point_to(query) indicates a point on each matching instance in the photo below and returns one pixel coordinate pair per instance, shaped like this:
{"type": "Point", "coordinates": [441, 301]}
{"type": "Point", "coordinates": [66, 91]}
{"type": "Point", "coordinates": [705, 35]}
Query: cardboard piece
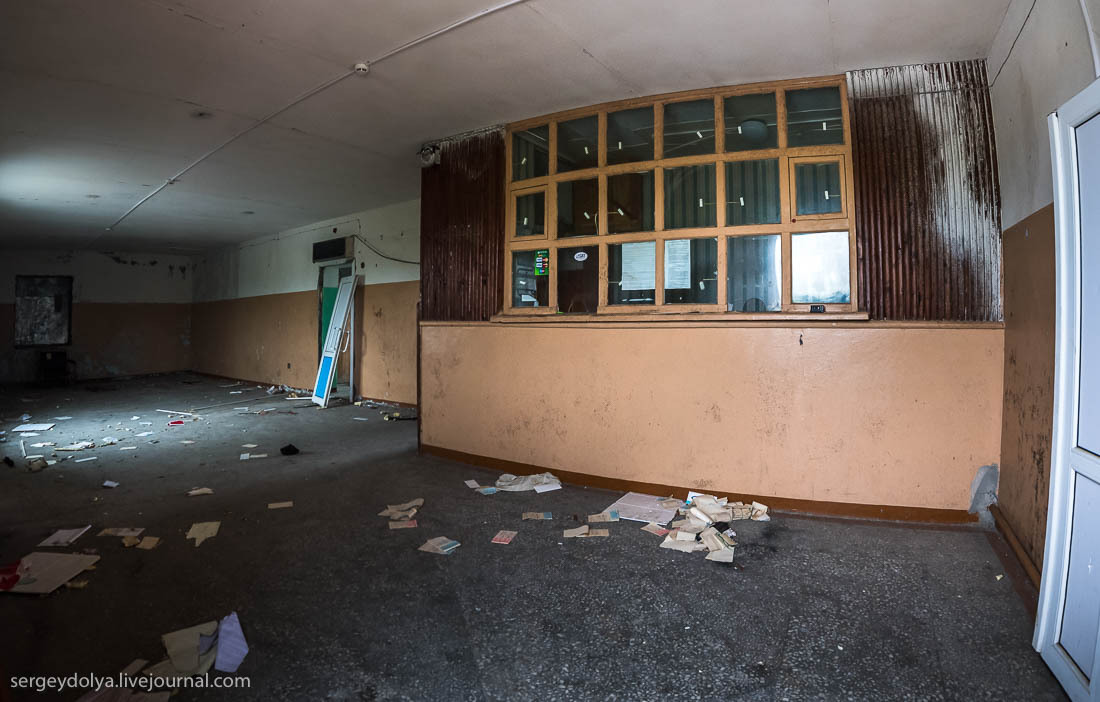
{"type": "Point", "coordinates": [504, 537]}
{"type": "Point", "coordinates": [65, 537]}
{"type": "Point", "coordinates": [641, 507]}
{"type": "Point", "coordinates": [603, 516]}
{"type": "Point", "coordinates": [440, 545]}
{"type": "Point", "coordinates": [33, 427]}
{"type": "Point", "coordinates": [202, 530]}
{"type": "Point", "coordinates": [42, 572]}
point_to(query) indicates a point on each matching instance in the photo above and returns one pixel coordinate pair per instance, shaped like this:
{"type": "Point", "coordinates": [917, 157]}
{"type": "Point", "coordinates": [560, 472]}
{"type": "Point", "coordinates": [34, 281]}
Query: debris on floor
{"type": "Point", "coordinates": [514, 483]}
{"type": "Point", "coordinates": [603, 516]}
{"type": "Point", "coordinates": [440, 545]}
{"type": "Point", "coordinates": [641, 507]}
{"type": "Point", "coordinates": [202, 530]}
{"type": "Point", "coordinates": [406, 511]}
{"type": "Point", "coordinates": [42, 572]}
{"type": "Point", "coordinates": [504, 537]}
{"type": "Point", "coordinates": [65, 537]}
{"type": "Point", "coordinates": [538, 515]}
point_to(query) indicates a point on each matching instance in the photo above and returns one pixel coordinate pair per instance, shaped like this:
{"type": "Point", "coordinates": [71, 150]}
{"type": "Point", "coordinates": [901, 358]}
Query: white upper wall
{"type": "Point", "coordinates": [105, 276]}
{"type": "Point", "coordinates": [1037, 62]}
{"type": "Point", "coordinates": [283, 263]}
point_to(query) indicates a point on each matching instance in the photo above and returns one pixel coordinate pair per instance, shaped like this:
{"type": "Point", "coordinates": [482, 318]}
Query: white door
{"type": "Point", "coordinates": [1067, 627]}
{"type": "Point", "coordinates": [332, 340]}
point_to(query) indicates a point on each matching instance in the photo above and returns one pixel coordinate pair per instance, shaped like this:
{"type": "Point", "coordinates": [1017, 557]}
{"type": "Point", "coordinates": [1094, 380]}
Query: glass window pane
{"type": "Point", "coordinates": [631, 271]}
{"type": "Point", "coordinates": [820, 267]}
{"type": "Point", "coordinates": [691, 271]}
{"type": "Point", "coordinates": [530, 278]}
{"type": "Point", "coordinates": [689, 129]}
{"type": "Point", "coordinates": [579, 280]}
{"type": "Point", "coordinates": [579, 144]}
{"type": "Point", "coordinates": [756, 273]}
{"type": "Point", "coordinates": [752, 192]}
{"type": "Point", "coordinates": [814, 117]}
{"type": "Point", "coordinates": [690, 197]}
{"type": "Point", "coordinates": [530, 215]}
{"type": "Point", "coordinates": [817, 187]}
{"type": "Point", "coordinates": [751, 122]}
{"type": "Point", "coordinates": [630, 203]}
{"type": "Point", "coordinates": [530, 153]}
{"type": "Point", "coordinates": [630, 135]}
{"type": "Point", "coordinates": [578, 208]}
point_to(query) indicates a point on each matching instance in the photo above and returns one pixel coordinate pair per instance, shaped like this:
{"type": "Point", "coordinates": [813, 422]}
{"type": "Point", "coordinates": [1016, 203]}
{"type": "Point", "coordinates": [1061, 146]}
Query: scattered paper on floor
{"type": "Point", "coordinates": [504, 536]}
{"type": "Point", "coordinates": [65, 537]}
{"type": "Point", "coordinates": [202, 530]}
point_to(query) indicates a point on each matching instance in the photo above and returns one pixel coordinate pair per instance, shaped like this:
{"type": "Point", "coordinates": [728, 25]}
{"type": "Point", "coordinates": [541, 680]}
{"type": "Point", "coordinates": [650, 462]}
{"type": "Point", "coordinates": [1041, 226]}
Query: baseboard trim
{"type": "Point", "coordinates": [889, 513]}
{"type": "Point", "coordinates": [1018, 548]}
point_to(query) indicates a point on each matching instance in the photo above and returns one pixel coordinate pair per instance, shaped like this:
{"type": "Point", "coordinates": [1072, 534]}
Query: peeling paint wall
{"type": "Point", "coordinates": [257, 306]}
{"type": "Point", "coordinates": [131, 313]}
{"type": "Point", "coordinates": [859, 414]}
{"type": "Point", "coordinates": [1040, 58]}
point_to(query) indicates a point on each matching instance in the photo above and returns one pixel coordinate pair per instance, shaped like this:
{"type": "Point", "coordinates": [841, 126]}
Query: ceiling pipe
{"type": "Point", "coordinates": [359, 68]}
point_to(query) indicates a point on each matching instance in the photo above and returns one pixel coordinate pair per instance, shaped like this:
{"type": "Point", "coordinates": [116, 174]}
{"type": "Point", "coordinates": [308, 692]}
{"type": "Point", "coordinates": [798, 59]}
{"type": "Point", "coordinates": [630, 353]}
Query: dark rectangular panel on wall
{"type": "Point", "coordinates": [462, 230]}
{"type": "Point", "coordinates": [927, 204]}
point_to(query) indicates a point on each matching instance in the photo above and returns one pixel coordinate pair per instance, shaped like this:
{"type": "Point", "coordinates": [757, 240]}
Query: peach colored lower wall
{"type": "Point", "coordinates": [109, 340]}
{"type": "Point", "coordinates": [870, 415]}
{"type": "Point", "coordinates": [1029, 379]}
{"type": "Point", "coordinates": [268, 338]}
{"type": "Point", "coordinates": [274, 339]}
{"type": "Point", "coordinates": [386, 325]}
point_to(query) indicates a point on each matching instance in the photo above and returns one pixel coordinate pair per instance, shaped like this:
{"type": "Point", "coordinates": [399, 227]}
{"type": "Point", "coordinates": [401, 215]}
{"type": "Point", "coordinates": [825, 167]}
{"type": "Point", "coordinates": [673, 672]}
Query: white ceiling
{"type": "Point", "coordinates": [97, 98]}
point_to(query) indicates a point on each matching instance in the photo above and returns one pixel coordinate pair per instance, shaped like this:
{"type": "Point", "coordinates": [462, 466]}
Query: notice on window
{"type": "Point", "coordinates": [678, 264]}
{"type": "Point", "coordinates": [639, 264]}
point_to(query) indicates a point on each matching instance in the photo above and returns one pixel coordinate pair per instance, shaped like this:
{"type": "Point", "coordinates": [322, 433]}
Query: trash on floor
{"type": "Point", "coordinates": [33, 427]}
{"type": "Point", "coordinates": [65, 537]}
{"type": "Point", "coordinates": [504, 537]}
{"type": "Point", "coordinates": [232, 648]}
{"type": "Point", "coordinates": [440, 545]}
{"type": "Point", "coordinates": [42, 572]}
{"type": "Point", "coordinates": [515, 483]}
{"type": "Point", "coordinates": [603, 516]}
{"type": "Point", "coordinates": [202, 530]}
{"type": "Point", "coordinates": [641, 507]}
{"type": "Point", "coordinates": [121, 532]}
{"type": "Point", "coordinates": [406, 511]}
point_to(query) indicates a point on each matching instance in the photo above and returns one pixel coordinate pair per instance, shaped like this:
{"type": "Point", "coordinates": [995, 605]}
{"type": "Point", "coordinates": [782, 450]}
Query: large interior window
{"type": "Point", "coordinates": [729, 200]}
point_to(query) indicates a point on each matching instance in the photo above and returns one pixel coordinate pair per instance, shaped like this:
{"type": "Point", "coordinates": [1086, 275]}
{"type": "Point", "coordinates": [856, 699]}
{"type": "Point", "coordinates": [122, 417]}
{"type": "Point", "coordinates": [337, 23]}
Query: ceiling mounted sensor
{"type": "Point", "coordinates": [754, 130]}
{"type": "Point", "coordinates": [429, 155]}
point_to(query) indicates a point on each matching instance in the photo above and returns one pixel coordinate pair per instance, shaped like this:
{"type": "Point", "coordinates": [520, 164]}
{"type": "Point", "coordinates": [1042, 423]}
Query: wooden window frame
{"type": "Point", "coordinates": [789, 222]}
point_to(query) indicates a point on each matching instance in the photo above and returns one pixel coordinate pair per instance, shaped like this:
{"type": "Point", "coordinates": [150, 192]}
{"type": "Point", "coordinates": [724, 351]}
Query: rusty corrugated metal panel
{"type": "Point", "coordinates": [927, 204]}
{"type": "Point", "coordinates": [462, 230]}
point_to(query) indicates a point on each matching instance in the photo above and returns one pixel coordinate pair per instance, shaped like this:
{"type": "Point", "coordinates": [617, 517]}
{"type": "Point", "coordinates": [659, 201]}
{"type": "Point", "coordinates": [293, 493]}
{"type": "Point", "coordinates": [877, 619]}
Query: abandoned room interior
{"type": "Point", "coordinates": [549, 350]}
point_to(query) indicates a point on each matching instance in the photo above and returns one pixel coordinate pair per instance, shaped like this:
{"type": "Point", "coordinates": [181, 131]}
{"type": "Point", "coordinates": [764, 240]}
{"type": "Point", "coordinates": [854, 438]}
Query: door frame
{"type": "Point", "coordinates": [1063, 125]}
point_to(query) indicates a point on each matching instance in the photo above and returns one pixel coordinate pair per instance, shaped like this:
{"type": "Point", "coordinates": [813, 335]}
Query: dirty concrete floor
{"type": "Point", "coordinates": [338, 606]}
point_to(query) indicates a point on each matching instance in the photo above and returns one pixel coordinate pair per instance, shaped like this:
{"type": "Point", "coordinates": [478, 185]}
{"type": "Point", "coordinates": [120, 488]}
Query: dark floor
{"type": "Point", "coordinates": [338, 606]}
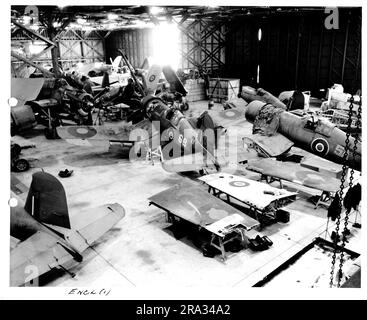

-------------------------

TASK BRIEF:
Find each line in the data above that contains the string "ceiling", and copy those lines.

FINISHED EXERCISE:
Query: ceiling pipe
Query: white ceiling
Query: ceiling mounted sensor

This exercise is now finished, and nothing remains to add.